#### [Action item]
Please reproduce each line of the data below exactly as shown.

(Saved entries)
Segment Open
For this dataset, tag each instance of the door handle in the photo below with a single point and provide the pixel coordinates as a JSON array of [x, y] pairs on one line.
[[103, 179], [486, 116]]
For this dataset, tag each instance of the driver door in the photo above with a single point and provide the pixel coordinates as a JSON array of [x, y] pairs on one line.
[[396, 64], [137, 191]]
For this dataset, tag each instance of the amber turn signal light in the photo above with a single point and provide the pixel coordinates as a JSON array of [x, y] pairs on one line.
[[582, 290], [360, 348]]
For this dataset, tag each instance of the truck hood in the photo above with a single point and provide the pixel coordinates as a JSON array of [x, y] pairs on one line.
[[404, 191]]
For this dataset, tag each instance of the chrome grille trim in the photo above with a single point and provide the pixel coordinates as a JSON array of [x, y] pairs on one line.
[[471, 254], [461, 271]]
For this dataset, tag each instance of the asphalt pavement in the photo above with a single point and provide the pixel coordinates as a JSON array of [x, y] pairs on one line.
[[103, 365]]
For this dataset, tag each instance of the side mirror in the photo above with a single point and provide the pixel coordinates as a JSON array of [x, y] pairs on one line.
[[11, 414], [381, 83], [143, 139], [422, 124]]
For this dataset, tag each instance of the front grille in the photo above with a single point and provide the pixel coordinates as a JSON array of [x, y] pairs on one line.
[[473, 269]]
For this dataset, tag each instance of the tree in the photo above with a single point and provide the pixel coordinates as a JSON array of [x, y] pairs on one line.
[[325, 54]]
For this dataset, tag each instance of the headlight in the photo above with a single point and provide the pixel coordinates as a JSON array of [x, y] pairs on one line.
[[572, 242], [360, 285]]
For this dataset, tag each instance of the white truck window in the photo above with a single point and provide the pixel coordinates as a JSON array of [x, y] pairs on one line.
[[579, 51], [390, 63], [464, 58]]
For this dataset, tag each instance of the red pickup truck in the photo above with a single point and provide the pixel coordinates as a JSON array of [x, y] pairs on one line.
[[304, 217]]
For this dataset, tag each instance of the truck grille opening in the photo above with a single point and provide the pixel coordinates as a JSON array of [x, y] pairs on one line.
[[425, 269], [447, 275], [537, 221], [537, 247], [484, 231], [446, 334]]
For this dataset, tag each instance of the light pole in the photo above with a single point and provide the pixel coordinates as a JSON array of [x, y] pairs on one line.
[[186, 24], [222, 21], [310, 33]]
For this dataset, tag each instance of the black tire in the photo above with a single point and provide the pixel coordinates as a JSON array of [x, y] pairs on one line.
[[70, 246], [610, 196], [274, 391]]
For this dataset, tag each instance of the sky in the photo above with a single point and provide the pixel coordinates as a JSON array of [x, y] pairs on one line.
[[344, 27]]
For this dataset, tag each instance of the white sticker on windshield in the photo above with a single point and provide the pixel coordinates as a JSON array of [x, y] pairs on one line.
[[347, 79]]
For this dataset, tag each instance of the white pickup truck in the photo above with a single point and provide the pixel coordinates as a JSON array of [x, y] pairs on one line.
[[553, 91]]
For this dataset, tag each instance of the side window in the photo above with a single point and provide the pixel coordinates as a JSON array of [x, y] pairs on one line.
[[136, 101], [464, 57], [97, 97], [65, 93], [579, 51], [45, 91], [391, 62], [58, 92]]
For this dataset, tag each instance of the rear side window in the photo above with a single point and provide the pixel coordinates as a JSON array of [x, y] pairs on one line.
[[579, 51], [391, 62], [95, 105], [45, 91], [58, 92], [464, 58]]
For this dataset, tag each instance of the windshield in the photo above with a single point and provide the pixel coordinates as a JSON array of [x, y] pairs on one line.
Segment Closed
#### [Answer space]
For this dataset, tag each instance of the door handle in the photo below with a single point and provide the pixel coordinates as a JSON array of [x, y] pairs on one line.
[[103, 179], [486, 116]]
For this dataset, tag each instance of the driver door in the photo above with a single point and provide the pixel coordinates as a JSON array of [x, y] pairs on one line.
[[396, 64], [137, 191]]
For this dataset, tag each instance of the amber turn signal light in the photo above with a single point and provide the pixel coordinates as a JSON array of [x, y] pairs on one line.
[[582, 290], [360, 348]]
For this dataset, tag each instance of the truck hood in the photo above with a single point and provide the pixel coordinates as a JSON array of [x, y] pairs on one line.
[[404, 191]]
For this dataset, tag each instance of the chrome grille trim in the photo above with a single point and provide the pixel coordinates as a JSON array of [x, y] pairs on one line.
[[471, 254], [461, 271]]
For this dataset, tag each instance of the asphalt pavement in the photo above with a single point and provide the pixel coordinates as a JSON array of [x, y] pairs on one line.
[[103, 365]]
For this dataset, tag each instance of the side mirror in the photo above with a single point and provide the pixel coordinates as a JSON array of [x, y] pairs on one line.
[[11, 414], [381, 83], [143, 139], [422, 124]]
For this dataset, tag each instance of the front grille in the photo above with a single point and provide the pixel coordinates as a JSON array of [x, y] pairs on one line.
[[473, 269]]
For this dataset, tag each instance of the tree in the photo above with a single point and provide the pixel coordinates as a JSON array of [x, y] pairs on one line.
[[325, 54]]
For this dataset, tag each instance of the headlight in the photo above with a single point and provide the pixel coordinates as a JSON array of [x, y] pairs on one line.
[[572, 242], [360, 285]]
For this dataset, tag each instance of the white truck window in the photo above with a single point and provide the pixel coordinates as a JSON array of [x, y] pairs on one line.
[[579, 51], [390, 63], [464, 58]]
For this dataset, tag each instance of the red pickup truck in the photo above with a single point and provide the pixel coordinates as a JSON array of [x, y] pairs on one line.
[[304, 217]]
For this dataset, tag each instance of the truck grille opening in the photo above with a single point and provide the pixel coordinates as a JSON array of [x, y] pairs on one line.
[[425, 269], [447, 275], [537, 221], [537, 247], [484, 231], [446, 334]]
For this dataset, tag each instance of the light pole in the photo above with a single point and provide the pixel coordinates as a JSON array of [x, y] pairs on one line.
[[186, 24], [222, 21], [310, 33]]
For this dataset, tag each instance of the black tire in the photo above with a single point and provide the pixel coordinates as a JSON array of [x, y] pairs on one line.
[[70, 246], [610, 196], [274, 391]]
For this dataset, tag each instance of the sky in the photo above with a single point and provide the pixel coordinates as a JSON array of [x, y] pairs on one line.
[[344, 27]]
For this dataset, tag each instance of the white sticker on windshield in the photo above with a single point and provide the pixel coordinates as a JSON array of [x, y] pairs on one line.
[[347, 79]]
For this dataset, tag each instance of the white pickup truck in the photo above with a single point and provide the pixel coordinates as a JSON array of [x, y] pairs on one line.
[[553, 91]]
For this dataset, tag each instance of the side window in the photo above with a single point and provide the pixel coordinates as a JSON array of [x, y] pairs on one line.
[[136, 101], [464, 57], [97, 97], [65, 93], [579, 51], [45, 91], [391, 62], [58, 92]]
For this dataset, tag each instance of the rear side window in the photo above with a single point and provide the pixel coordinates as a JSON array of [x, y] pairs on one line.
[[579, 51], [391, 62], [95, 105], [45, 91], [58, 92], [464, 58]]
For this dataset, tag each instance of the windshield in the photo above with a single point and provide the pixel coordinates as a JSON array of [x, y] pairs on one line.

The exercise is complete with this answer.